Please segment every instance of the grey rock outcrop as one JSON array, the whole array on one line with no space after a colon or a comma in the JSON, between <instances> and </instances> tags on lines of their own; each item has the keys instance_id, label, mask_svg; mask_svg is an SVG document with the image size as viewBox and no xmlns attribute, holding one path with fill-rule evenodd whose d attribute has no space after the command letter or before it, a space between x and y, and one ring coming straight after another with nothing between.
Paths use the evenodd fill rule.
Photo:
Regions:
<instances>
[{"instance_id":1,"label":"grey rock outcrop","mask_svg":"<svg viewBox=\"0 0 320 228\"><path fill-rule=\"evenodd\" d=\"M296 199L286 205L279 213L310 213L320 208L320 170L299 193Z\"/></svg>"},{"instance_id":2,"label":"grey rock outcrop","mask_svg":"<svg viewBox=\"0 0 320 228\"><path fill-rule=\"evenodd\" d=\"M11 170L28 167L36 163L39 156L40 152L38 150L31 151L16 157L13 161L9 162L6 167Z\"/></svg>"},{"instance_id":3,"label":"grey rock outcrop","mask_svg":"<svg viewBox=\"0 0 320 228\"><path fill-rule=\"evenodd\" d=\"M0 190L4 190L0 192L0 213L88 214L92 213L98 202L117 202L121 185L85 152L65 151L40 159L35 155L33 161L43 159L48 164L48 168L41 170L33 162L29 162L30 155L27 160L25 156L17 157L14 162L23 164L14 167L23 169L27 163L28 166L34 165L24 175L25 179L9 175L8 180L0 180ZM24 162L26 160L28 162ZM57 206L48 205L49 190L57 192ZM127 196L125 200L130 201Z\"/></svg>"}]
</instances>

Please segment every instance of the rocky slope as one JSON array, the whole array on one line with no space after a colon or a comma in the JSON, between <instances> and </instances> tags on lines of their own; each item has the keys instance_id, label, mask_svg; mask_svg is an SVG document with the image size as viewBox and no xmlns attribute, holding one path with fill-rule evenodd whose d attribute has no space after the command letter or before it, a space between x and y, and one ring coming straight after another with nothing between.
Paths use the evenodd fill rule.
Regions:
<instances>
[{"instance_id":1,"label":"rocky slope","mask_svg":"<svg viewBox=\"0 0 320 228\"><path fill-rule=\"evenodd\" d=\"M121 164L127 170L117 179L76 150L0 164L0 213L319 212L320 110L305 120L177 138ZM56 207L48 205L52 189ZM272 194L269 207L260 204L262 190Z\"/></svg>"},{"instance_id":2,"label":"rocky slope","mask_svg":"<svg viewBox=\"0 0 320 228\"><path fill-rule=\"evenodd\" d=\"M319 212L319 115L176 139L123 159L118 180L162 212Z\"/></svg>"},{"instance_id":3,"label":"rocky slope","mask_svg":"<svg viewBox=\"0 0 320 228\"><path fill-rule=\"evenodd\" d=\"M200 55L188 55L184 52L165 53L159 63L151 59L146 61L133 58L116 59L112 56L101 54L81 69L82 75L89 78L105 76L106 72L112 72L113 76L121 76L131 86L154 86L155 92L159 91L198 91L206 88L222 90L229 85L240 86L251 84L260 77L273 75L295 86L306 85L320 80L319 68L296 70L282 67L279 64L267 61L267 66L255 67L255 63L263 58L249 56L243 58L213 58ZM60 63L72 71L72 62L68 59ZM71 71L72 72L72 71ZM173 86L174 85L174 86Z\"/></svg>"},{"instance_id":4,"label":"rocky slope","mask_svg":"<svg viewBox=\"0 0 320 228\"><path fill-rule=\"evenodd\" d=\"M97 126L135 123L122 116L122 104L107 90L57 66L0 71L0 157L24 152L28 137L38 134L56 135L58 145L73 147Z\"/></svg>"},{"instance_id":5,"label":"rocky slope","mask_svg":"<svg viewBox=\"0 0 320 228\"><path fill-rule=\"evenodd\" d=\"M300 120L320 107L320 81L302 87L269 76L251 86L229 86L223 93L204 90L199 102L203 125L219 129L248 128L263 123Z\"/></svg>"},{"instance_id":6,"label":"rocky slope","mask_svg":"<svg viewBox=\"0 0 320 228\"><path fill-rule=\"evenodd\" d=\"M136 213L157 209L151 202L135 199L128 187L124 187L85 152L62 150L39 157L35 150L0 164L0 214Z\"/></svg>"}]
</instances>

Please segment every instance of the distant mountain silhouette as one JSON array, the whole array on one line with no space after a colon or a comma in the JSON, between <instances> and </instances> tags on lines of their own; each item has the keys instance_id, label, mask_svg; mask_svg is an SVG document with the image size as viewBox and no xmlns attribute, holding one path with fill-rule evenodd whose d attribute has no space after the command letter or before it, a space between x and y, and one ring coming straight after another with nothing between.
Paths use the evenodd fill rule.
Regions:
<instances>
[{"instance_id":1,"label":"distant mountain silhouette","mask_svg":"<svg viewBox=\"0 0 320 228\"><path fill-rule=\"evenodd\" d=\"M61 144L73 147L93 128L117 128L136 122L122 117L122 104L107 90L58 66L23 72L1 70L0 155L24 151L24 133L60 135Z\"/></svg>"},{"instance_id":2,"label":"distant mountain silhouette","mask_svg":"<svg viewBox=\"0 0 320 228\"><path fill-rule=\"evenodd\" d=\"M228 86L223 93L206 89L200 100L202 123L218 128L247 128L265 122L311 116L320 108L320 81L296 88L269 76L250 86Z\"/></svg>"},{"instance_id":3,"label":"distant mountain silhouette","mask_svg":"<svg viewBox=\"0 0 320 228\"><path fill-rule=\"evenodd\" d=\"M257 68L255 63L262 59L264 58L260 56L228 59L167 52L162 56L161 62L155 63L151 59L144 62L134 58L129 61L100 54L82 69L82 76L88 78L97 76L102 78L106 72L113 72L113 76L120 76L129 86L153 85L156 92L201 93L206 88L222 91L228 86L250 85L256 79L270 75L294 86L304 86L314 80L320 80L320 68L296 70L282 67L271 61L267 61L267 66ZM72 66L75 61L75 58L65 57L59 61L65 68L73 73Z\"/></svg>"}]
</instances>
***
### Exercise instructions
Reproduce every line of the material above, unaltered and in its original order.

### Solution to this exercise
Please segment every instance of the grey rock outcrop as one JSON array, the whole array on one line with no space after a colon or a comma in the JSON, between <instances> and </instances> tags on lines of their own; each item has the keys instance_id, label, mask_svg; mask_svg is an SVG document with the image size as viewBox and no xmlns attribute, holding one path with fill-rule evenodd whose d attribute has no space after the command letter or before it, a space between x and y, and one ring coming straight after another with nothing between.
Paths use the evenodd fill rule.
Photo:
Regions:
<instances>
[{"instance_id":1,"label":"grey rock outcrop","mask_svg":"<svg viewBox=\"0 0 320 228\"><path fill-rule=\"evenodd\" d=\"M296 199L286 205L279 213L310 213L320 208L320 170L299 193Z\"/></svg>"},{"instance_id":2,"label":"grey rock outcrop","mask_svg":"<svg viewBox=\"0 0 320 228\"><path fill-rule=\"evenodd\" d=\"M11 170L28 167L36 163L39 156L40 152L38 150L31 151L16 157L13 161L9 162L6 167Z\"/></svg>"},{"instance_id":3,"label":"grey rock outcrop","mask_svg":"<svg viewBox=\"0 0 320 228\"><path fill-rule=\"evenodd\" d=\"M0 190L4 190L0 192L0 213L88 214L92 213L98 202L117 202L121 185L85 152L65 151L40 159L35 155L33 161L43 159L48 164L48 168L41 170L33 162L29 162L30 155L27 160L25 156L17 157L14 162L23 164L14 167L23 169L27 163L28 166L34 165L24 175L25 179L9 175L8 180L0 180ZM24 162L26 160L28 162ZM57 206L48 205L49 190L57 192ZM127 196L125 200L130 201Z\"/></svg>"}]
</instances>

Please segment every instance of the rocky slope as one JSON array, the whole array on one line with no space after a colon or a comma in the JSON, between <instances> and </instances> tags on lines of their own; each item has the keys instance_id, label, mask_svg; mask_svg is an SVG document with the image size as viewBox and no xmlns attribute, holding one path with fill-rule evenodd whose d attribute has no space after the command letter or before it, a space between x and y, and one ring coming straight after another with nothing between.
Paths use the evenodd fill rule.
Regions:
<instances>
[{"instance_id":1,"label":"rocky slope","mask_svg":"<svg viewBox=\"0 0 320 228\"><path fill-rule=\"evenodd\" d=\"M121 164L127 170L117 179L76 150L0 164L0 213L319 212L320 110L305 120L177 138ZM56 207L48 205L52 189ZM272 194L269 207L260 204L262 190Z\"/></svg>"},{"instance_id":2,"label":"rocky slope","mask_svg":"<svg viewBox=\"0 0 320 228\"><path fill-rule=\"evenodd\" d=\"M319 212L319 115L176 139L123 159L118 180L162 212Z\"/></svg>"},{"instance_id":3,"label":"rocky slope","mask_svg":"<svg viewBox=\"0 0 320 228\"><path fill-rule=\"evenodd\" d=\"M200 55L188 55L184 52L165 53L159 63L151 59L146 61L133 58L116 59L112 56L101 54L81 69L82 75L89 78L105 76L106 72L112 72L113 76L121 76L131 86L154 86L155 92L159 91L198 91L206 88L222 90L229 85L240 86L251 84L260 77L273 75L295 86L306 85L320 80L319 68L296 70L282 67L279 64L267 61L267 66L255 67L255 63L263 58L249 56L243 58L213 58ZM60 63L72 71L72 62L68 59ZM71 71L72 72L72 71ZM173 86L174 85L174 86Z\"/></svg>"},{"instance_id":4,"label":"rocky slope","mask_svg":"<svg viewBox=\"0 0 320 228\"><path fill-rule=\"evenodd\" d=\"M97 126L135 123L122 116L122 104L107 90L57 66L0 71L0 157L24 152L28 137L38 134L56 135L58 145L73 147Z\"/></svg>"},{"instance_id":5,"label":"rocky slope","mask_svg":"<svg viewBox=\"0 0 320 228\"><path fill-rule=\"evenodd\" d=\"M300 120L320 107L320 81L302 87L269 76L251 86L229 86L223 93L204 90L199 102L203 125L219 129L248 128L263 123Z\"/></svg>"},{"instance_id":6,"label":"rocky slope","mask_svg":"<svg viewBox=\"0 0 320 228\"><path fill-rule=\"evenodd\" d=\"M136 213L157 209L151 202L135 199L128 187L124 187L85 152L62 150L39 157L35 150L0 164L0 214Z\"/></svg>"}]
</instances>

Please segment every instance of the distant mountain silhouette as one JSON array, the whole array on one line with no space after a colon or a comma in the JSON, between <instances> and </instances> tags on lines of their own; each item has the keys instance_id, label, mask_svg; mask_svg is an SVG document with the image size as viewBox and no xmlns attribute, holding one path with fill-rule evenodd whose d attribute has no space after the command letter or before it, a space between x and y, and one ring coming straight after another with nothing between.
Paths use the evenodd fill rule.
Regions:
<instances>
[{"instance_id":1,"label":"distant mountain silhouette","mask_svg":"<svg viewBox=\"0 0 320 228\"><path fill-rule=\"evenodd\" d=\"M61 144L73 147L93 128L117 128L136 122L122 117L122 104L107 90L58 66L23 72L1 70L0 155L24 151L24 133L60 135Z\"/></svg>"},{"instance_id":2,"label":"distant mountain silhouette","mask_svg":"<svg viewBox=\"0 0 320 228\"><path fill-rule=\"evenodd\" d=\"M228 86L223 93L206 89L200 100L202 123L218 128L247 128L265 122L311 116L320 108L320 81L296 88L269 76L250 86Z\"/></svg>"},{"instance_id":3,"label":"distant mountain silhouette","mask_svg":"<svg viewBox=\"0 0 320 228\"><path fill-rule=\"evenodd\" d=\"M257 68L255 63L262 59L264 58L260 56L228 59L167 52L162 56L161 62L155 63L151 59L144 62L134 58L129 61L100 54L82 69L82 76L88 78L97 76L102 78L106 72L113 72L113 76L120 76L129 86L153 85L156 92L201 93L206 88L222 91L228 86L250 85L256 79L270 75L294 86L304 86L314 80L320 80L320 68L296 70L282 67L271 61L267 61L267 66ZM72 66L75 61L75 58L65 57L59 61L65 68L73 73Z\"/></svg>"}]
</instances>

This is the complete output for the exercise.